- **PROVIDED INFORMATION**
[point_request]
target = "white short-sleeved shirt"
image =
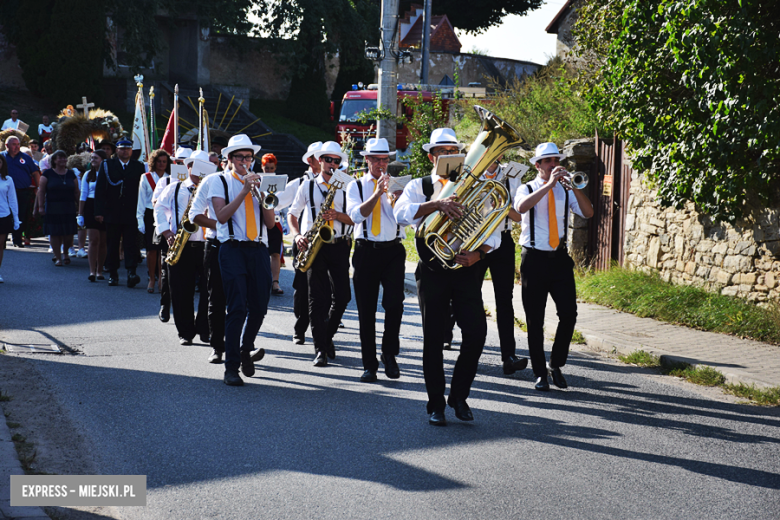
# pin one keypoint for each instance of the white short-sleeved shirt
(389, 229)
(541, 216)
(413, 197)
(301, 203)
(235, 186)
(165, 209)
(202, 205)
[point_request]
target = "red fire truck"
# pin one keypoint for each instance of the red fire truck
(359, 100)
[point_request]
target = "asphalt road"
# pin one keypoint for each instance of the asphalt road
(303, 442)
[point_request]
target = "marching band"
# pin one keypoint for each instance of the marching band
(214, 230)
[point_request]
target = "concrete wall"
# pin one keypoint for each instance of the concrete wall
(470, 68)
(685, 247)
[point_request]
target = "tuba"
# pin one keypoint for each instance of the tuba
(186, 229)
(485, 203)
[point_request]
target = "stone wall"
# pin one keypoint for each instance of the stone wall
(686, 247)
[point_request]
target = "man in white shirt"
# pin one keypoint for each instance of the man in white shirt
(244, 260)
(300, 282)
(328, 277)
(379, 260)
(13, 122)
(438, 286)
(168, 216)
(546, 267)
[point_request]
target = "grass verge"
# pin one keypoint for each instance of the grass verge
(705, 376)
(646, 295)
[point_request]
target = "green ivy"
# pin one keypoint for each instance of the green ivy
(693, 87)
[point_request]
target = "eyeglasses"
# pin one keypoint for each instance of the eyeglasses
(446, 151)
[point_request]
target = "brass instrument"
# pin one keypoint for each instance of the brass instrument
(186, 229)
(576, 180)
(485, 203)
(320, 233)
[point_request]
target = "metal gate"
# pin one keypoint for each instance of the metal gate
(609, 192)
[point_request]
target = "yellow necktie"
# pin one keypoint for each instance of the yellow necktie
(376, 215)
(249, 207)
(552, 220)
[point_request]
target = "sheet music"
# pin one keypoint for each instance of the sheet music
(277, 182)
(398, 183)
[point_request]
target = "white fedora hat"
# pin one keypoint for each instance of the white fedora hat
(443, 137)
(240, 142)
(377, 146)
(313, 147)
(547, 150)
(330, 148)
(197, 155)
(182, 152)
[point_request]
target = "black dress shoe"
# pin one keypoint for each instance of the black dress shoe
(557, 375)
(542, 384)
(462, 410)
(247, 366)
(391, 367)
(233, 379)
(368, 377)
(437, 418)
(133, 280)
(320, 360)
(513, 364)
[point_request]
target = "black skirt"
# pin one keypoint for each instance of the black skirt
(149, 231)
(7, 224)
(89, 216)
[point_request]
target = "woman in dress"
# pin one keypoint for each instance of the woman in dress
(96, 231)
(57, 197)
(9, 208)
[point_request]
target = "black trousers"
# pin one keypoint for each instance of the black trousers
(550, 273)
(436, 288)
(165, 287)
(216, 311)
(501, 263)
(300, 299)
(183, 278)
(374, 268)
(329, 291)
(128, 234)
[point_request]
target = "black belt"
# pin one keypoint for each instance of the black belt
(550, 254)
(378, 245)
(243, 243)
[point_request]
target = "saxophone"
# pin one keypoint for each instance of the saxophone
(186, 229)
(320, 233)
(485, 203)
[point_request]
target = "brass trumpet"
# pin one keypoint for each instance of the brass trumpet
(576, 180)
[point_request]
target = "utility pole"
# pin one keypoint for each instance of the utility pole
(426, 42)
(388, 72)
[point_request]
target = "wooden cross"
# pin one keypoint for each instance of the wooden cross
(86, 106)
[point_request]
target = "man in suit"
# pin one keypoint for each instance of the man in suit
(116, 198)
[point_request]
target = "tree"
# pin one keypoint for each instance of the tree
(693, 87)
(476, 17)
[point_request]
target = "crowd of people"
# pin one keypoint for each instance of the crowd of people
(211, 233)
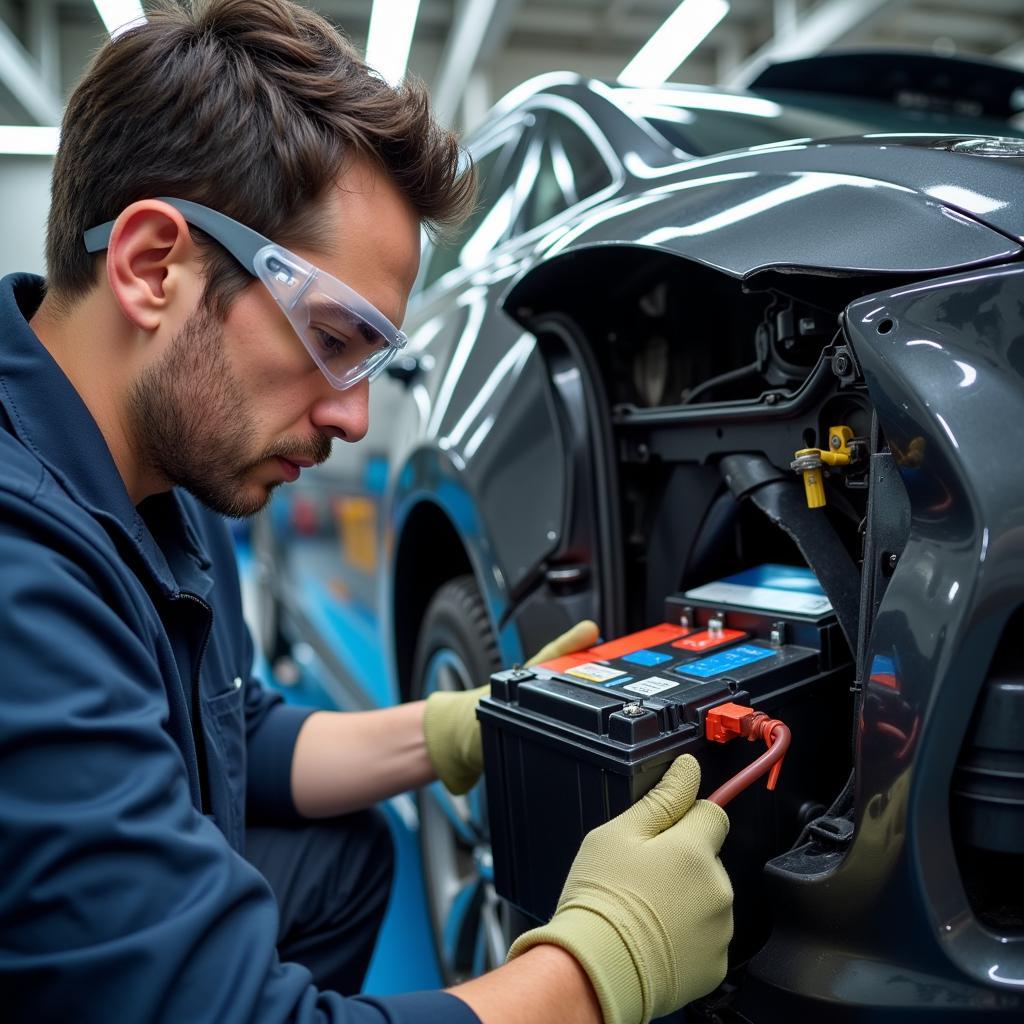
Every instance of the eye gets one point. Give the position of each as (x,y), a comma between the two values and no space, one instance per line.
(329,343)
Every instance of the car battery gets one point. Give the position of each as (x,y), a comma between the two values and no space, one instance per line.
(571,742)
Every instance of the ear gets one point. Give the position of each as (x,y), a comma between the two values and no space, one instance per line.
(152,263)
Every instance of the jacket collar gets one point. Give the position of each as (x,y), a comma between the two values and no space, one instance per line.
(50,419)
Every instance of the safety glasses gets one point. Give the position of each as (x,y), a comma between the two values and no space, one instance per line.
(347,337)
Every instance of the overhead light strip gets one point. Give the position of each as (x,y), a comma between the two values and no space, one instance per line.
(28,140)
(391,26)
(119,15)
(684,30)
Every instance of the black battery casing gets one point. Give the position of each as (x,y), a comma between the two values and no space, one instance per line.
(563,755)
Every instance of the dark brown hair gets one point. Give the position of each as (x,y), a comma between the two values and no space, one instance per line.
(249,107)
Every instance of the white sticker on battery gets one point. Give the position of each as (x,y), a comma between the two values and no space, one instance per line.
(653,684)
(594,673)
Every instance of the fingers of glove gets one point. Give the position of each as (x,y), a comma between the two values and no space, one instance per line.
(582,636)
(709,822)
(668,802)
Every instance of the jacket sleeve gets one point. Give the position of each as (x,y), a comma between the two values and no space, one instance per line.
(120,901)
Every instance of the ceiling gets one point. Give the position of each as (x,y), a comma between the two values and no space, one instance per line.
(472,51)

- **WHAT IS EXPECTED**
The data above must be written out again without alteration, and the pictures in them must be excluded.

- **PROBLEM SOLUTION**
[point_request]
target = "white short-sleeved shirt"
image =
# pin one keypoint for each instance of the white short-sleeved shirt
(389, 229)
(541, 216)
(413, 197)
(301, 203)
(235, 186)
(165, 209)
(202, 205)
[point_request]
target = "red fire truck"
# pin one keypoint for each instance of the red fire truck
(359, 100)
[point_request]
target = "asphalt road"
# pin one keypoint for each instance of the asphalt road
(303, 442)
[point_request]
target = "marching band"
# pin one keypoint for each instance of the marching band
(214, 230)
[point_request]
target = "concrete wall"
# pin one keypoint for each instance of the concrete wall
(470, 68)
(685, 247)
[point_request]
target = "tuba"
# pin one keypoint for each instance of the tuba
(186, 229)
(485, 203)
[point_request]
target = "stone wall"
# pin one keypoint for each instance of the stone wall
(686, 247)
[point_request]
target = "man in white shirt"
# pin one keypoint for each instance of the man in white shirt
(244, 260)
(300, 282)
(328, 277)
(379, 260)
(13, 122)
(438, 286)
(168, 216)
(546, 267)
[point_request]
target = "grass verge"
# pin one keypoint for each instance of the grass verge
(705, 376)
(646, 295)
[point_request]
target = "green ivy"
# pin one keypoint for each instance of the green ivy
(693, 87)
[point_request]
target = "eyeglasses"
# pin one keypoint for each instance of the eyeglasses
(446, 151)
[point_request]
target = "brass instrument"
# pin one keypoint for each instance of the brass instrument
(186, 229)
(576, 180)
(485, 203)
(320, 233)
[point_request]
target = "metal gate"
# pin one keypoint for each instance of the metal gate
(609, 192)
[point_request]
target = "yellow necktie"
# pin one keypoint for each instance of the yellow necktie
(376, 215)
(249, 207)
(552, 220)
[point_request]
target = "sheet music"
# pin one keypoint for each instance of the sheet music
(277, 182)
(398, 183)
[point_request]
target = "white fedora hat"
# pin one keypoint for each instance of the white fedora hat
(443, 137)
(240, 142)
(377, 146)
(313, 147)
(547, 150)
(330, 148)
(197, 155)
(182, 152)
[point_request]
target = "black dress shoe"
# pin one keypoint for each instance of the black dress shoe
(557, 375)
(542, 384)
(462, 410)
(247, 366)
(391, 367)
(233, 379)
(368, 377)
(437, 418)
(133, 280)
(320, 360)
(513, 364)
[point_request]
target = "black skirt"
# pin one keypoint for each instance of the black skirt
(149, 231)
(7, 224)
(89, 216)
[point_request]
target = "woman in dress"
# pin one keypoint for each instance of the woman in dress
(96, 231)
(57, 197)
(9, 208)
[point_request]
target = "black trousers"
# pin one keypoint for each instance of the black trousers
(550, 273)
(436, 288)
(165, 287)
(216, 311)
(501, 263)
(300, 299)
(183, 278)
(374, 268)
(329, 291)
(128, 234)
[point_request]
target = "black belt"
# pin one keypoint for each instance of the black belt
(550, 254)
(378, 245)
(243, 243)
[point_request]
target = "saxophone"
# pin one keypoint for each instance of the saxophone
(186, 229)
(320, 233)
(485, 203)
[point_request]
target = "brass trumpet"
# pin one keypoint for each instance of the brass trumpet
(576, 180)
[point_request]
target = "utility pole"
# pin one keypoint for each instance of the utility pole
(426, 42)
(388, 72)
[point_request]
target = "wooden cross"
# pin one keypoint for each instance of the wooden cross
(86, 106)
[point_request]
target = "man in suit"
# pin one keypoint for each instance of the man in suit
(116, 198)
[point_request]
target = "tree"
# pin one keypoint for each instance of the tree
(693, 87)
(476, 17)
[point_request]
target = "crowd of people"
# pin one keypoint for each instance of the crowd of people
(211, 233)
Every instance of the eye gets one point. Give the position of each as (x,y), a comma between the two values and no space, one instance per line.
(329,343)
Every instance of the car battery gets one point. Give the position of each as (x,y), a comma between the two values and no space, one instance per line.
(571,742)
Every instance of the ear gets one point. Give the position of each as (x,y), a comma between the two values and no space, one instance per line.
(152,263)
Every instance of the jacket collar gets one point. Give the position of each as (x,y), a comma between the two values and no space, one instance per line.
(50,419)
Every instance of the safety glasses gets one point. Give the position of each as (x,y), a comma between the two values and no space, one instance per line.
(347,337)
Every instance of the overhead light strip gets one point. Give the position of each as (x,y), a comma between the two values and no space, one instance per line.
(28,140)
(391,26)
(119,15)
(684,30)
Every instance of the black battery casing gets one point. Give the position of each as (x,y), a comma between the two values and no space, one instance per line.
(563,755)
Every instance of the dark brown hair gets one point. Give the position of each as (x,y), a comma between the two values and no space, one instance per line.
(249,107)
Every instance of the white sticker on battery gets one point. Give the position of each as (x,y), a comma between the two values and no space, one instance per line.
(653,684)
(594,673)
Every instance of the fingers of glove gets one point. Give the position of each as (x,y), a comma between the two values and no space, one instance per line.
(582,636)
(709,822)
(668,802)
Every instance of the jacket sleeve gets one point. Give the position of each as (x,y), a comma between the two values and no space, one instance per line.
(120,901)
Every instance of the ceiling gets one point. Give the position of each as (x,y), a comma between the two values and no space, one instance per line.
(472,51)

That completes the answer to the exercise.